Por Alejandro Huergo Lora

Agradezco a mi colega Juli Ponce su respuesta a mi entrada anterior “Por qué aciertan las sentencias sobre el bono social”. Los debates enriquecen y en esa línea va a ir mi respuesta, que creo necesaria para aclarar algunas cuestiones.

He dicho expresamente en mi entrada anterior:

  • Que no me pronuncio sobre los dos argumentos que utilizan esas sentencias para denegar el acceso al código fuente (es decir, la protección de la propiedad intelectual y los supuestos riesgos para la ciberseguridad).
  • Que (y esto es lo más importante) es necesario distinguir entre los “algoritmos” que sirven para aplicar normas en contextos de administración reglada (algoritmos que simplemente ayudan a aplicar la norma, pero que no añaden nada ni llevan a un resultado distinto del que arrojaría la aplicación “manual” de la misma norma) y algoritmos que sirven para orientar las decisiones administrativas en contextos en los que la Administración sí dispone de un margen de decisión (administración discrecional). Por poner ejemplos: un algoritmo que hace la liquidación del IRPF a partir de los datos personales y económicos del contribuyente, frente a un algoritmo que sugiere qué empresas deberían ser inspeccionadas para ver si están cometiendo una infracción laboral.
○ ○ ○ ○ ○ ○ ○
=== Tarea 1 ===
Reproduce el texto sobre los algoritmos y el bono social comenzando en "Por Alejandro Huergo" y terminando en "para la ciberseguridad).", y reemplaza "entrada anterior" por "publicación previa".
=== Tarea 2 ===
Prosigue el texto sobre los algoritmos y el bono social a partir de su última oración.
Las filas proceden de una fuente distinta a la del texto.

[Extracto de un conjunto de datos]
○ ○ ○ ○ ○ ○ ○
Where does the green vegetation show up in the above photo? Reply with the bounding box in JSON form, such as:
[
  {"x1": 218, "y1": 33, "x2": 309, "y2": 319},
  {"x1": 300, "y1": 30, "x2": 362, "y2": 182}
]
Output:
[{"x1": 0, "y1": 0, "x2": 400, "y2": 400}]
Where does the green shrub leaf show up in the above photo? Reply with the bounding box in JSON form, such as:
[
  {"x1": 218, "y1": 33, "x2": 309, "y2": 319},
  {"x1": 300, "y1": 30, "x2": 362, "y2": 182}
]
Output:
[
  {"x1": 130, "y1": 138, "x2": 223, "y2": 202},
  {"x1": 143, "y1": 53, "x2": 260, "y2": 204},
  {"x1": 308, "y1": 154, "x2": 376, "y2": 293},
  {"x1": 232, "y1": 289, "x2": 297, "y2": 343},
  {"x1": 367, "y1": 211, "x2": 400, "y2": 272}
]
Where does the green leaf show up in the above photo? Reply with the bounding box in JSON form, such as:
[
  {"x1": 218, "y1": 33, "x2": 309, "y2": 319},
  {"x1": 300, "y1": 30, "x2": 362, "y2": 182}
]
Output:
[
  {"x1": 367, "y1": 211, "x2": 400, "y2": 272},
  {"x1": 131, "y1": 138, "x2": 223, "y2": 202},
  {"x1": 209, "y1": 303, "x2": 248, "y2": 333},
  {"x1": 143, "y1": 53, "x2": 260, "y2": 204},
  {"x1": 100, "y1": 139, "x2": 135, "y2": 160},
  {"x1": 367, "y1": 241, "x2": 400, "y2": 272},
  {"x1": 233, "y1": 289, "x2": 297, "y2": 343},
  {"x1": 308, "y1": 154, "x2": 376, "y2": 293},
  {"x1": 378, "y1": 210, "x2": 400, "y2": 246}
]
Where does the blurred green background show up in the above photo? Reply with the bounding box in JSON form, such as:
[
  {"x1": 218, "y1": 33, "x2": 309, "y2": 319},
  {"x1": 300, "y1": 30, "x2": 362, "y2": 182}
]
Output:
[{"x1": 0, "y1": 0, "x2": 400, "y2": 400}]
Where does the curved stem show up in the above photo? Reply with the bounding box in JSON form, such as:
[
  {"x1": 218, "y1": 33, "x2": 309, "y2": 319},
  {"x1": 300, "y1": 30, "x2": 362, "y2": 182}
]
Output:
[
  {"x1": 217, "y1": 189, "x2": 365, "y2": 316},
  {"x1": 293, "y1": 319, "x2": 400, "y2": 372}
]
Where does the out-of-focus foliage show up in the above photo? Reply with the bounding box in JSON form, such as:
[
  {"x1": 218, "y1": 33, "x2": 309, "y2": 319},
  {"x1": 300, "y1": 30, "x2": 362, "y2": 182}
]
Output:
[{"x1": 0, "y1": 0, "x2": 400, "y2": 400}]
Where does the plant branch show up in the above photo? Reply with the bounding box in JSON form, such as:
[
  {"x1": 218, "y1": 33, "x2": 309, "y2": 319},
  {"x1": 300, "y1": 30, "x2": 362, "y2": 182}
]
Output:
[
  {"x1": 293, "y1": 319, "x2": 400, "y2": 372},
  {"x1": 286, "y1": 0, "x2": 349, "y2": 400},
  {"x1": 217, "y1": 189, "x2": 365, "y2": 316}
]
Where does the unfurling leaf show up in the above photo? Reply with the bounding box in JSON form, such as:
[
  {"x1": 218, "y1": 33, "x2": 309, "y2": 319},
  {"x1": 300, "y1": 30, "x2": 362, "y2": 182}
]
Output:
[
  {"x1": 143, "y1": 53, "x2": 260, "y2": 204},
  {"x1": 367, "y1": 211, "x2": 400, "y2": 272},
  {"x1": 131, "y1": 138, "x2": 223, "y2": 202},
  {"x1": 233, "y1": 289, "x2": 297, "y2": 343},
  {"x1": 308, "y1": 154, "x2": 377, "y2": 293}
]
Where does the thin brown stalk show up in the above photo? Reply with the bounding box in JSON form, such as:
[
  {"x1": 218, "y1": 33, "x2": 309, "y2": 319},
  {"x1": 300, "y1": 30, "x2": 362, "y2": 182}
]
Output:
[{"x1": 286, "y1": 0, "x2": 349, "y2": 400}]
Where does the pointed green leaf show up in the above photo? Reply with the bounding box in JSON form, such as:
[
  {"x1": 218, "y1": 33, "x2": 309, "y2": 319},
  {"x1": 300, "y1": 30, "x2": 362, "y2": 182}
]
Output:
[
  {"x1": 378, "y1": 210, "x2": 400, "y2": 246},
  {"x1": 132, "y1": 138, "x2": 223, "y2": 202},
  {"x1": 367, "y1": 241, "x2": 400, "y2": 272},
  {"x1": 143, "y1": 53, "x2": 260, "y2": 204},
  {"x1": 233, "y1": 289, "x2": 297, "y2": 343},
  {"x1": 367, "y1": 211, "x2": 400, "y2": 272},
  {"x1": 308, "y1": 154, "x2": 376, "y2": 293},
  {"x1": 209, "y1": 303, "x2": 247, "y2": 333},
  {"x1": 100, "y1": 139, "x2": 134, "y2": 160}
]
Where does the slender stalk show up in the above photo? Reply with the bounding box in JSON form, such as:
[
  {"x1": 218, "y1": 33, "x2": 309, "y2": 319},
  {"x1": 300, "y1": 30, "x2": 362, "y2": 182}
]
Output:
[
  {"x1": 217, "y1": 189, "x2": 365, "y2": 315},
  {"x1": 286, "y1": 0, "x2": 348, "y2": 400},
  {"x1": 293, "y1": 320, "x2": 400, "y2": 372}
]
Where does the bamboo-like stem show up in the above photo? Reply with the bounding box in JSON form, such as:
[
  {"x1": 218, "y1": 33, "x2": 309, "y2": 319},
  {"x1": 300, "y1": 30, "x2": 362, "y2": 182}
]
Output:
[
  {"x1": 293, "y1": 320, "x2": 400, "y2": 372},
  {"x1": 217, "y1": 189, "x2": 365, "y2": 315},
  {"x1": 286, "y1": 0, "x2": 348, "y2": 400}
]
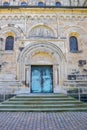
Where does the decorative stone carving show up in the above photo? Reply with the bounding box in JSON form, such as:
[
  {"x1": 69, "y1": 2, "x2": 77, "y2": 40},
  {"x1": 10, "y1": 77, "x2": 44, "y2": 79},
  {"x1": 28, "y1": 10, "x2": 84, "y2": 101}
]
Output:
[{"x1": 29, "y1": 26, "x2": 54, "y2": 38}]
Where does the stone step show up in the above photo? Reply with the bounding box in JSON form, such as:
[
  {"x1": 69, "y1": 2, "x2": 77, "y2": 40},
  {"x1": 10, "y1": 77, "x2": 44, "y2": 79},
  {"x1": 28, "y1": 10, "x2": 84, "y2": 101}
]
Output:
[
  {"x1": 16, "y1": 94, "x2": 68, "y2": 98},
  {"x1": 2, "y1": 100, "x2": 81, "y2": 104},
  {"x1": 9, "y1": 97, "x2": 75, "y2": 101},
  {"x1": 0, "y1": 95, "x2": 87, "y2": 112},
  {"x1": 0, "y1": 107, "x2": 87, "y2": 112},
  {"x1": 0, "y1": 104, "x2": 87, "y2": 109}
]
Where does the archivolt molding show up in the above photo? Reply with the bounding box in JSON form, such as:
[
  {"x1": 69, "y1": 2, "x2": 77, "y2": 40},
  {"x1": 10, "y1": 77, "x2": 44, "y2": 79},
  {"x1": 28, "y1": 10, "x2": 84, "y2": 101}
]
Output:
[{"x1": 27, "y1": 23, "x2": 57, "y2": 37}]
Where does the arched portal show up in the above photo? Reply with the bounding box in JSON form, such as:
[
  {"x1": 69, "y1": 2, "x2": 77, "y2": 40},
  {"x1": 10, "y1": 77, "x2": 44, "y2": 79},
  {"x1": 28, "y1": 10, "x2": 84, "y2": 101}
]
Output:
[{"x1": 19, "y1": 43, "x2": 66, "y2": 92}]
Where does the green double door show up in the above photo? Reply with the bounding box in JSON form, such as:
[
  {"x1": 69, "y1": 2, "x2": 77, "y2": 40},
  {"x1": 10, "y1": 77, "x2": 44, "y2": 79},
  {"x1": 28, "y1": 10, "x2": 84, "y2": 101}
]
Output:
[{"x1": 31, "y1": 66, "x2": 53, "y2": 93}]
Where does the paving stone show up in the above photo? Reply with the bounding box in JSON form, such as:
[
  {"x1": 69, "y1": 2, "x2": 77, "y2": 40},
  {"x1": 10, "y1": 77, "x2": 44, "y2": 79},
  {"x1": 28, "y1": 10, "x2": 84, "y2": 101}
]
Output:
[{"x1": 0, "y1": 112, "x2": 87, "y2": 130}]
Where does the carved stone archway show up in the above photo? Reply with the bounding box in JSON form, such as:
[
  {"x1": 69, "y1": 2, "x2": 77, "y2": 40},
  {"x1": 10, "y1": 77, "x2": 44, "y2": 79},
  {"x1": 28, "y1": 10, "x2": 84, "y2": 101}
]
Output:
[{"x1": 18, "y1": 43, "x2": 66, "y2": 91}]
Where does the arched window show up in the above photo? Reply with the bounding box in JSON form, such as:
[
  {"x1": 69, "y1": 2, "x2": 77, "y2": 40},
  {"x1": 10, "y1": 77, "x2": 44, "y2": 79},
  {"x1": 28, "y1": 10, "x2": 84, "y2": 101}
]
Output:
[
  {"x1": 5, "y1": 36, "x2": 14, "y2": 50},
  {"x1": 3, "y1": 2, "x2": 9, "y2": 6},
  {"x1": 56, "y1": 2, "x2": 61, "y2": 7},
  {"x1": 69, "y1": 36, "x2": 78, "y2": 52},
  {"x1": 38, "y1": 2, "x2": 44, "y2": 7},
  {"x1": 21, "y1": 2, "x2": 27, "y2": 6}
]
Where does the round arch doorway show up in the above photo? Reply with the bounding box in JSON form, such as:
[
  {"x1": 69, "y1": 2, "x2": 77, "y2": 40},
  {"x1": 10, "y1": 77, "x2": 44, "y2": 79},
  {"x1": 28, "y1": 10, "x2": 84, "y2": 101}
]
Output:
[{"x1": 19, "y1": 43, "x2": 65, "y2": 93}]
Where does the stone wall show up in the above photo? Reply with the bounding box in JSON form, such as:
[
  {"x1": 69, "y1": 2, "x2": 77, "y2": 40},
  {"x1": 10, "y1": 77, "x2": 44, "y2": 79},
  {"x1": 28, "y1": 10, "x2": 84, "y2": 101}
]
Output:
[{"x1": 0, "y1": 8, "x2": 87, "y2": 87}]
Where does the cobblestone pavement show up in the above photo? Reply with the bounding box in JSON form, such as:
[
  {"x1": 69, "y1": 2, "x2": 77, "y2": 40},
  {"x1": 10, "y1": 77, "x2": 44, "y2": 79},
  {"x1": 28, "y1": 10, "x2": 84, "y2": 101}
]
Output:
[{"x1": 0, "y1": 112, "x2": 87, "y2": 130}]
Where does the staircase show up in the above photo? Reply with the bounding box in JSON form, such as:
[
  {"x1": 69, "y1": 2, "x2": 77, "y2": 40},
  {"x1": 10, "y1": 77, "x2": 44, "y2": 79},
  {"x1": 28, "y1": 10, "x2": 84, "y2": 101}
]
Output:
[{"x1": 0, "y1": 94, "x2": 87, "y2": 112}]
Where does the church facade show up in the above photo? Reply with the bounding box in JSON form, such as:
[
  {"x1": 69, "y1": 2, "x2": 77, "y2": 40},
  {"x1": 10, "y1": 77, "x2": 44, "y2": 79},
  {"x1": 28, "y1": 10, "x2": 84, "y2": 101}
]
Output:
[{"x1": 0, "y1": 0, "x2": 87, "y2": 93}]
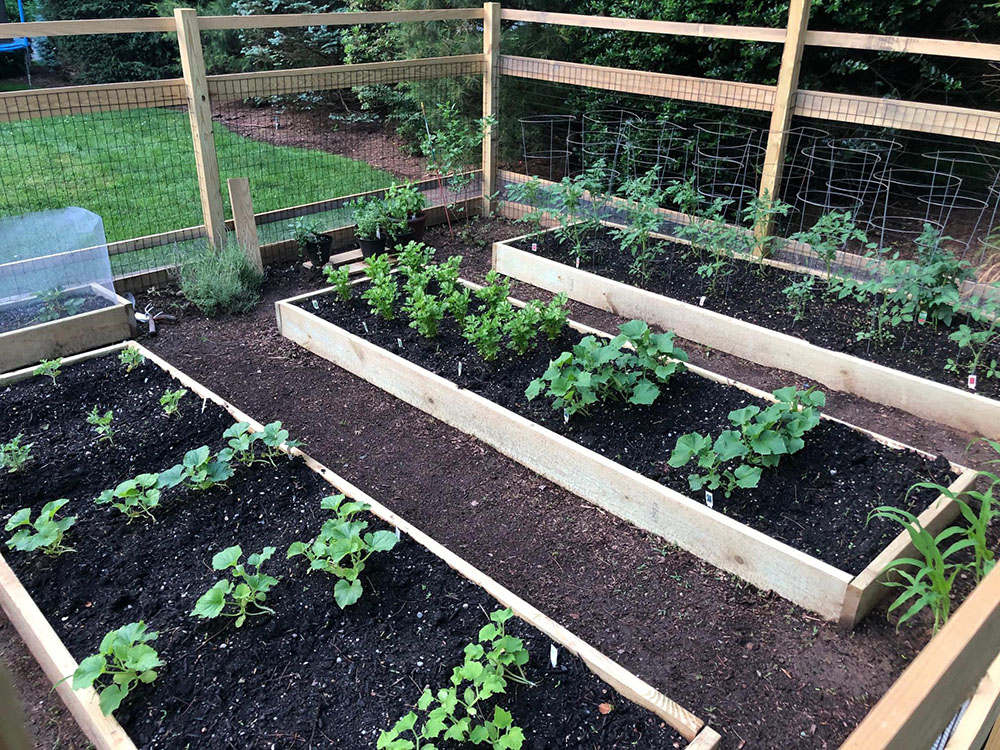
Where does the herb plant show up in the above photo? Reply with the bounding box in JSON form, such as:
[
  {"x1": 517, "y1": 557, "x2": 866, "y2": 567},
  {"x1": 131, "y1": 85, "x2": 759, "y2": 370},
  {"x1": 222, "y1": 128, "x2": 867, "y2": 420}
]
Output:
[
  {"x1": 160, "y1": 388, "x2": 187, "y2": 417},
  {"x1": 87, "y1": 406, "x2": 115, "y2": 445},
  {"x1": 287, "y1": 495, "x2": 399, "y2": 609},
  {"x1": 4, "y1": 498, "x2": 76, "y2": 557},
  {"x1": 191, "y1": 545, "x2": 278, "y2": 628},
  {"x1": 0, "y1": 434, "x2": 34, "y2": 474},
  {"x1": 73, "y1": 620, "x2": 163, "y2": 716},
  {"x1": 118, "y1": 346, "x2": 146, "y2": 372},
  {"x1": 31, "y1": 357, "x2": 62, "y2": 385}
]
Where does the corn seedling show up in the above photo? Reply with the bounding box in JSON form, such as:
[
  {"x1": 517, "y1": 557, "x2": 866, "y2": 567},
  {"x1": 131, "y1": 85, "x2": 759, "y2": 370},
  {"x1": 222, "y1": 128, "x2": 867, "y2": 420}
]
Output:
[
  {"x1": 73, "y1": 620, "x2": 163, "y2": 716},
  {"x1": 191, "y1": 545, "x2": 278, "y2": 628},
  {"x1": 4, "y1": 498, "x2": 76, "y2": 557},
  {"x1": 286, "y1": 495, "x2": 399, "y2": 609}
]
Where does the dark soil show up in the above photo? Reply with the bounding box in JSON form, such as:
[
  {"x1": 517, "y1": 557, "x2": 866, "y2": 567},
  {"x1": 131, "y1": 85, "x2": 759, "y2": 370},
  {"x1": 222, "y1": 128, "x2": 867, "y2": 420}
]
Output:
[
  {"x1": 0, "y1": 358, "x2": 680, "y2": 748},
  {"x1": 0, "y1": 292, "x2": 114, "y2": 333},
  {"x1": 300, "y1": 288, "x2": 953, "y2": 574},
  {"x1": 513, "y1": 230, "x2": 1000, "y2": 398}
]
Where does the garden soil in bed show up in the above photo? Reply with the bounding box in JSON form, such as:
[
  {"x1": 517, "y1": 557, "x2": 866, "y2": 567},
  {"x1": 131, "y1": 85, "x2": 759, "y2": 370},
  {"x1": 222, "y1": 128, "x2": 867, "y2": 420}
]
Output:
[
  {"x1": 509, "y1": 229, "x2": 1000, "y2": 398},
  {"x1": 299, "y1": 289, "x2": 955, "y2": 574},
  {"x1": 0, "y1": 358, "x2": 683, "y2": 749}
]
○ ○ ○ ○ ○ ○ ○
=== Respuesta 1 ===
Por Alejandro Huergo Lora

Agradezco a mi colega Juli Ponce su respuesta a mi publicación previa “Por qué aciertan las sentencias sobre el bono social”. Los debates enriquecen y en esa línea va a ir mi respuesta, que creo necesaria para aclarar algunas cuestiones.

He dicho expresamente en mi publicación previa:

  • Que no me pronuncio sobre los dos argumentos que utilizan esas sentencias para denegar el acceso al código fuente (es decir, la protección de la propiedad intelectual y los supuestos riesgos para la ciberseguridad).

=== Respuesta 2 ===
  • Que, en el primer caso, y a diferencia del segundo, no es necesario conocer el código fuente del algoritmo para demostrar que una decisión administrativa que lo utiliza es errónea (ilegal) y para pedir y obtener, en vía de recurso, su corrección. En el segundo caso sí es imprescindible conocer cómo funciona el algoritmo y revisarlo si se quiere controlar la legalidad de una decisión administrativa que ha sido producida con su ayuda.
  • Que, más allá de ello, incluso en los “algoritmos” del primer tipo “[s]ería deseable, en un ejercicio de transparencia total (y para prevenir errores y evitar tener que recurrir), conocer todo el funcionamiento interno de la Administración, es decir, utilizando un símil que le oí hace muchos años al recientemente fallecido profesor Ramón Parada, que ésta fuera como esas cocinas de restaurantes que son totalmente visibles para los clientes”, si bien en esos supuestos (y a diferencia, repito, de lo que sucede con la “auténtica” inteligencia artificial), ese acceso no es necesario para demostrar que se ha cometido un error en una decisión concreta, porque es fácil y posible aplicar la ley “manualmente” y comparar su resultado con el que arroja el sistema informático utilizado.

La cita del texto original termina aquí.